> Exercise: Transcribe exactly the lines from the one holding "In this exercise you will pick out the white wall" to the end of the data below, including both of those lines and no others.

> Data listing:
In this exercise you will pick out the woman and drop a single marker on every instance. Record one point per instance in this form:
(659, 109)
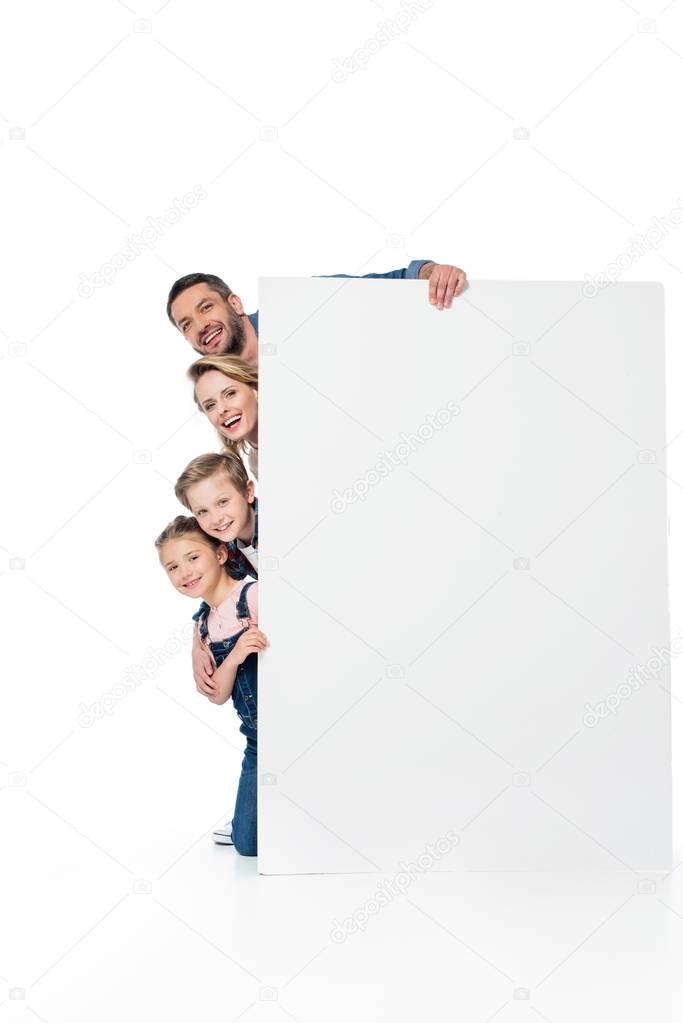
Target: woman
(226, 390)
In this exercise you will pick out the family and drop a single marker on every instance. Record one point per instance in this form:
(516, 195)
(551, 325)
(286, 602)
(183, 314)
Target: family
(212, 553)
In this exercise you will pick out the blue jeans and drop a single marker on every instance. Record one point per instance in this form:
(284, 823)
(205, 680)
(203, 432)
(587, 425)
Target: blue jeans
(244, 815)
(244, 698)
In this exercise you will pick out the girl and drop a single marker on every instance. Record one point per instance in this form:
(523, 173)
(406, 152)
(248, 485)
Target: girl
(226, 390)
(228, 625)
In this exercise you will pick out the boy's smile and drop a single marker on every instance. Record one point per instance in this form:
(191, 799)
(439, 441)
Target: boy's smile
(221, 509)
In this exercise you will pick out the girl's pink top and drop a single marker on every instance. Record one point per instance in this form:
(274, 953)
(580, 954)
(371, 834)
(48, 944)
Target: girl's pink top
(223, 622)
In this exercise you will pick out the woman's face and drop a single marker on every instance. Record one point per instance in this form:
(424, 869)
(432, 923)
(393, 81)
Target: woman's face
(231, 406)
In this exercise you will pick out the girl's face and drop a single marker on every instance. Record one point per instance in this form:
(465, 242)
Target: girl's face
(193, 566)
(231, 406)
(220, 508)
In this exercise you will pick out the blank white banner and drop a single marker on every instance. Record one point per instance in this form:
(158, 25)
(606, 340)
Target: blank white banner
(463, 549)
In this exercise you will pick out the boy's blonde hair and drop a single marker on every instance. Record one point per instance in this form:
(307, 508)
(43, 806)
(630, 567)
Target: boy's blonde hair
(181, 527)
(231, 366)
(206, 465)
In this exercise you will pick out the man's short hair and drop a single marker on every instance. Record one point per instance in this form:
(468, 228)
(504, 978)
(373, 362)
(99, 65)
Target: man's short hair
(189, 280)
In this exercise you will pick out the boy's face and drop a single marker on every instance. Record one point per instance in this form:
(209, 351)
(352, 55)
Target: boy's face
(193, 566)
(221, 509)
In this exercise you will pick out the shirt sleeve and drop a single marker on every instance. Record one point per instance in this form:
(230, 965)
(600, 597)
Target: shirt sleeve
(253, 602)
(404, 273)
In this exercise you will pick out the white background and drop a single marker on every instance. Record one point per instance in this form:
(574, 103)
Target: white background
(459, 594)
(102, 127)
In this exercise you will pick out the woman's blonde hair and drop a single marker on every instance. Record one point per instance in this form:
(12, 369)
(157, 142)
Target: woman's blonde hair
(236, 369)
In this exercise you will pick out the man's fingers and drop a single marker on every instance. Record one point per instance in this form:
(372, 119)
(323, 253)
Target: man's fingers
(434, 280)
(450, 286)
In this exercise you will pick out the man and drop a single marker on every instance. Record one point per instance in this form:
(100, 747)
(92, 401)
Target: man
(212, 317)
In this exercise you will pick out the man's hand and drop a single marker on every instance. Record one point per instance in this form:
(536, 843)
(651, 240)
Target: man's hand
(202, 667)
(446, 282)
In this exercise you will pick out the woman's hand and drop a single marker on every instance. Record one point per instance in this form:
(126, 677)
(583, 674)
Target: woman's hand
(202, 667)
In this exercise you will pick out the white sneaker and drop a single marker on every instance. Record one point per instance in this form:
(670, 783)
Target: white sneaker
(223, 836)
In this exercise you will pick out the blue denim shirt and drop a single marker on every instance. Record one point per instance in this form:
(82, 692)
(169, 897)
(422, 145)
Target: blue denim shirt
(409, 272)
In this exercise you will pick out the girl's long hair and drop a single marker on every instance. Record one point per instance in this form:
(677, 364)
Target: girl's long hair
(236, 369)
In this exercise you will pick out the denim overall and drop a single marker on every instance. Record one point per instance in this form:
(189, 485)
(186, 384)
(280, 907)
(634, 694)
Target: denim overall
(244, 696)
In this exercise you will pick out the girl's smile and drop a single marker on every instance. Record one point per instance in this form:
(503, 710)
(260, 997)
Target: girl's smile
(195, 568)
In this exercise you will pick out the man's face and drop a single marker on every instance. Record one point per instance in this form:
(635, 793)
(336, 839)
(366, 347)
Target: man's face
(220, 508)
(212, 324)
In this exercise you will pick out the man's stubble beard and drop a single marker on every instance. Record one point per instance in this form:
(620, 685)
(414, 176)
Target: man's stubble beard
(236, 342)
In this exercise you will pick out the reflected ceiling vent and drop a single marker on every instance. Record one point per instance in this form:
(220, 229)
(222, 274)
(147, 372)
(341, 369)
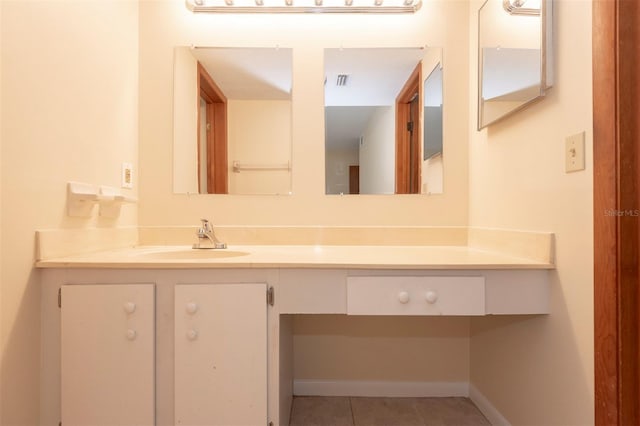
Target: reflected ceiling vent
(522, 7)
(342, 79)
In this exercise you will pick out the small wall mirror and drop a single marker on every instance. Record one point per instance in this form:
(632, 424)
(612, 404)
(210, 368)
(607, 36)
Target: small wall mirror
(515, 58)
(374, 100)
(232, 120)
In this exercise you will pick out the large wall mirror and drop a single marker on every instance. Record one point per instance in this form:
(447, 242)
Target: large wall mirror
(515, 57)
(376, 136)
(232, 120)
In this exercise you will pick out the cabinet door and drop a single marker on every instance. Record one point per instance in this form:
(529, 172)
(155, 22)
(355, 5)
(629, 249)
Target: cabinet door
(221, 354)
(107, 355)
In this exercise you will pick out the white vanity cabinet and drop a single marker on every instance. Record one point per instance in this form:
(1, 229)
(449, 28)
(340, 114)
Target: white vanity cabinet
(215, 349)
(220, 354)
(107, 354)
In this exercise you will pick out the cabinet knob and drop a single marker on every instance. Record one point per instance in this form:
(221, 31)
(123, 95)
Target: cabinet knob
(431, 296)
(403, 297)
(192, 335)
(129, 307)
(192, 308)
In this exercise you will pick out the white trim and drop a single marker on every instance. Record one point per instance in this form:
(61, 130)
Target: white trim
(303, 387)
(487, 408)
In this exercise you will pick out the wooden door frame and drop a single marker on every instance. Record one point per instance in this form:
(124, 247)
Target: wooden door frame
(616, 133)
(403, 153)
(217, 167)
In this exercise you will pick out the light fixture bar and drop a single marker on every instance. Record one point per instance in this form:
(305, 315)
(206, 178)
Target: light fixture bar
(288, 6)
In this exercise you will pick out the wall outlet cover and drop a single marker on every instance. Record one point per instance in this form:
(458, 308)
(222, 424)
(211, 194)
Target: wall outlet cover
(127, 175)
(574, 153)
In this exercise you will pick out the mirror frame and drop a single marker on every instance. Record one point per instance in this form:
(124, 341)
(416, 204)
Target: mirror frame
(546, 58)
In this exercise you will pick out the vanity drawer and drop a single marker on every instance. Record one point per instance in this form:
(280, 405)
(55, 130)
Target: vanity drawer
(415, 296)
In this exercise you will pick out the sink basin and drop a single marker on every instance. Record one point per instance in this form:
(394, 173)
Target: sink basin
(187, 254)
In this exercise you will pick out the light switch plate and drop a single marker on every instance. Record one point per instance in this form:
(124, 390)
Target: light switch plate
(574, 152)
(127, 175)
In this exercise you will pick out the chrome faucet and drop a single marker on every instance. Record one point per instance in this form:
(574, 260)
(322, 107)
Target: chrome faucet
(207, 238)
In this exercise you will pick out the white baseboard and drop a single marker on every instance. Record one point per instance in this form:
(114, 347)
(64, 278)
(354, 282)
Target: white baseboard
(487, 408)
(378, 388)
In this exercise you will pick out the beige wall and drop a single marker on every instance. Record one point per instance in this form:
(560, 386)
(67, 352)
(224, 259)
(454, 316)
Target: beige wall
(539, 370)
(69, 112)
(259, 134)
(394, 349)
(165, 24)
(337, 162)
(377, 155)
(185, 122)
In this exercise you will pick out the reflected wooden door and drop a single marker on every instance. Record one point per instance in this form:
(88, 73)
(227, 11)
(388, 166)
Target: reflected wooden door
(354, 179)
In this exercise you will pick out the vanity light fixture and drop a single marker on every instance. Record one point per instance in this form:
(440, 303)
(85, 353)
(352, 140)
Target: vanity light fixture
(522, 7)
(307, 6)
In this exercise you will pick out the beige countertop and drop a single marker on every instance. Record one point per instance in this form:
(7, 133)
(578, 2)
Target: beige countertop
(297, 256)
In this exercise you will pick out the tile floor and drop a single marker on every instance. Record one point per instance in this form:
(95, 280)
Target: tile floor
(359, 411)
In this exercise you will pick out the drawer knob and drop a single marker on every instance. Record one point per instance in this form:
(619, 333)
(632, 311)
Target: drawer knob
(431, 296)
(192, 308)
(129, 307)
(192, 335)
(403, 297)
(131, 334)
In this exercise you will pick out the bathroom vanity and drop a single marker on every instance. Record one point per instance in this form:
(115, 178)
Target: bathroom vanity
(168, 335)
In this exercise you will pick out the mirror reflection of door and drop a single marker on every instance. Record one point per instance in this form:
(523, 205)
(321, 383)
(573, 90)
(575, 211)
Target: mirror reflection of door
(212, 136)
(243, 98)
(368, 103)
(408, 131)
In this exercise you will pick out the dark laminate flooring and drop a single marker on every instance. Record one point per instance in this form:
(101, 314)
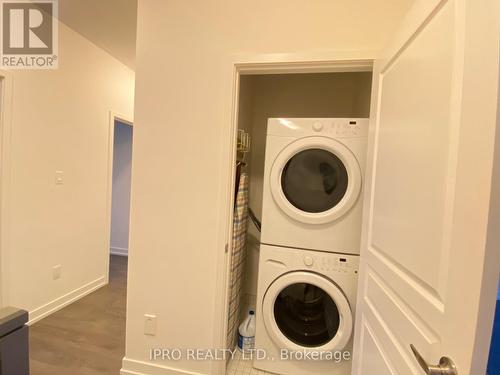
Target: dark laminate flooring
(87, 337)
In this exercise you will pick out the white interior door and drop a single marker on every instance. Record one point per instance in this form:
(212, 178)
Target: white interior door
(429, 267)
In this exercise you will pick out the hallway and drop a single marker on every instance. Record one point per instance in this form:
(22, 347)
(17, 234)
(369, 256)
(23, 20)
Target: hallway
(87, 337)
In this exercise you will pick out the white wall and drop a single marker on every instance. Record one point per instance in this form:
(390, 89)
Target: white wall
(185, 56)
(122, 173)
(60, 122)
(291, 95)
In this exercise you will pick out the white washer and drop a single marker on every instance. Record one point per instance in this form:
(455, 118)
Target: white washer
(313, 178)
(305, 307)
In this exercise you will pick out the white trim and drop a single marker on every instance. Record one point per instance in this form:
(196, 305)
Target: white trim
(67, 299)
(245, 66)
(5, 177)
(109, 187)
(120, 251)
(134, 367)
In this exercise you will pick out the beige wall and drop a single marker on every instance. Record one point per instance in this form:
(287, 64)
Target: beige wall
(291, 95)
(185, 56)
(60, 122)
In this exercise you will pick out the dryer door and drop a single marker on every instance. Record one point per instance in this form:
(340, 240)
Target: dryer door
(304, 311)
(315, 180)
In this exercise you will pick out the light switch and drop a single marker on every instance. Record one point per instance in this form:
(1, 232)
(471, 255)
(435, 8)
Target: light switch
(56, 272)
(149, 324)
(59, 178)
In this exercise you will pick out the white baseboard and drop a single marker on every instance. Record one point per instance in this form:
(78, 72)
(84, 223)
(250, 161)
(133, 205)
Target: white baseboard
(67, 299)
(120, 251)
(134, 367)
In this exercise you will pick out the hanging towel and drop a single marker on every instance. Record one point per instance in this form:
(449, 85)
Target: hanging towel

> Written response:
In this exercise you will pick out the white wall and drop a single marker on every instance. Record one point per instance in this form:
(390, 89)
Target: white wall
(185, 56)
(122, 173)
(60, 122)
(291, 95)
In this exercise you will pick out the white washer and drop a single marker on every instance. Record one point per instance in this form:
(455, 118)
Target: white washer
(313, 178)
(305, 307)
In this exercise you will pick out the white trim and drop a single marker on every instance. Record one point per instance in this form:
(196, 305)
Target: white trim
(67, 299)
(245, 66)
(5, 177)
(109, 187)
(120, 251)
(134, 367)
In this exercise you will pick out the beige wall and drop a single marker on every instance. Record one point per instance in this form:
(287, 64)
Target: beige wall
(291, 95)
(185, 56)
(60, 122)
In this exercise you will pick out the dryer door and drop a single marker on every instance. Record one point per instance in this form:
(340, 240)
Target: dryer door
(304, 311)
(315, 180)
In this exercise you will pick out the light switch and drop a single marker on every instance. Record one point per instance in this form:
(1, 232)
(471, 255)
(435, 8)
Target: light switch
(56, 272)
(149, 324)
(59, 178)
In this exercise you will pick out the white baseboard and drop a single marker on every instance. Record one point per instance in this form:
(78, 72)
(84, 223)
(250, 161)
(133, 205)
Target: white baseboard
(67, 299)
(120, 251)
(134, 367)
In this exercise you will pick out the hanging towel and drop a single marker on every instance. Record one point per instance in this form:
(449, 85)
Target: hanging towel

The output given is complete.